◆ **Text excerpt**
Content starts
But there are definite real concerns hidden in Smart’s posts, and they resonate in many different people. There are reasons to like Star Citizen and reasons to abhor it. We like it for the idea of what it might become. We hate it because it’s not here yet and we can’t truly know if it ever will be completed until the time comes. It’s scary to back any project like this. Just as its scary to invest in companies futures or gamble, or anything of the sort. There’s an uncertainty surrounding it that has become the locus of attention, and rightfully so for those that have spent a lot of money on an unreleased game.

I’m still excited

Personally I don’t know if Star Citizen will ever get completed. I’m not expert enough on the subject of game development. I just know that I enjoy Arena Commander and that I’ll be spending countless hours in the other modules as they become available. I also feel that my paltry $225 donation doesn’t feel, to me at least, as if it’s for nothing. It still feels worth it. But perhaps that’s because I’m a little more patient than others.

Just remember that if you aren’t a backer of Star Citizen yet, you don’t have to be. You can wait until the game releases and just buy the game itself. There’s no need to spend money on ships unless you want to donate to the future of the game. The cheapest package that lets you play is $45, and you can still fly all the ships in the Arena Commander module.

That isn’t to say that more transparency wouldn’t be a good thing. Because it would be great for everyone. But flailing your arms and yelling might not be the best way to get the proper attention you want.
Content ends
◆ **Referring expression pointing data**
Content starts
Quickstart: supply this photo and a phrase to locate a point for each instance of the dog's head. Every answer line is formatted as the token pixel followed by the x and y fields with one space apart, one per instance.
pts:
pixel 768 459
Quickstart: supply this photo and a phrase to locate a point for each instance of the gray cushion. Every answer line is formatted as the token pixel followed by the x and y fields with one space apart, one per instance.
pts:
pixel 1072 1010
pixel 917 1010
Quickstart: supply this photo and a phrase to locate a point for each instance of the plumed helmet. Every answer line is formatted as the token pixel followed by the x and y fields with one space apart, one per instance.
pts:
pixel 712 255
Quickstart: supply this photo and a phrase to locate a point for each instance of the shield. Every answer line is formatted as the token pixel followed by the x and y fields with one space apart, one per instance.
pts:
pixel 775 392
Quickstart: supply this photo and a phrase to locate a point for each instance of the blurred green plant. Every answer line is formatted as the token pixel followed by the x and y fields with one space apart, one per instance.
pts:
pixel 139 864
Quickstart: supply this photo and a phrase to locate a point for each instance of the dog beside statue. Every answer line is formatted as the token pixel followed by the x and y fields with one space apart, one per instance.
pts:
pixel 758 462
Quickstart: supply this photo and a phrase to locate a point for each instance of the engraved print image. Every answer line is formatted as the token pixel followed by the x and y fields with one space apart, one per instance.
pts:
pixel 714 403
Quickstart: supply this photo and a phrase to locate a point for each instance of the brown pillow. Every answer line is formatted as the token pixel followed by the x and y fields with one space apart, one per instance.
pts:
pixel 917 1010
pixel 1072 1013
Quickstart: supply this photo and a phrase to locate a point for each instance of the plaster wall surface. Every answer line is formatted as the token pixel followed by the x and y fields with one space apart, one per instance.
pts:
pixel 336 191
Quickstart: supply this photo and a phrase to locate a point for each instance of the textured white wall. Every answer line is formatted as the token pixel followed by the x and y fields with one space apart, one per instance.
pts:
Content ends
◆ **Your assignment**
Write out the entire text about Star Citizen word for word. The items have nothing to do with the text about Star Citizen.

◆ **Written reply**
But there are definite real concerns hidden in Smart’s posts, and they resonate in many different people. There are reasons to like Star Citizen and reasons to abhor it. We like it for the idea of what it might become. We hate it because it’s not here yet and we can’t truly know if it ever will be completed until the time comes. It’s scary to back any project like this. Just as its scary to invest in companies futures or gamble, or anything of the sort. There’s an uncertainty surrounding it that has become the locus of attention, and rightfully so for those that have spent a lot of money on an unreleased game.

I’m still excited

Personally I don’t know if Star Citizen will ever get completed. I’m not expert enough on the subject of game development. I just know that I enjoy Arena Commander and that I’ll be spending countless hours in the other modules as they become available. I also feel that my paltry $225 donation doesn’t feel, to me at least, as if it’s for nothing. It still feels worth it. But perhaps that’s because I’m a little more patient than others.

Just remember that if you aren’t a backer of Star Citizen yet, you don’t have to be. You can wait until the game releases and just buy the game itself. There’s no need to spend money on ships unless you want to donate to the future of the game. The cheapest package that lets you play is $45, and you can still fly all the ships in the Arena Commander module.

That isn’t to say that more transparency wouldn’t be a good thing. Because it would be great for everyone. But flailing your arms and yelling might not be the best way to get the proper attention you want.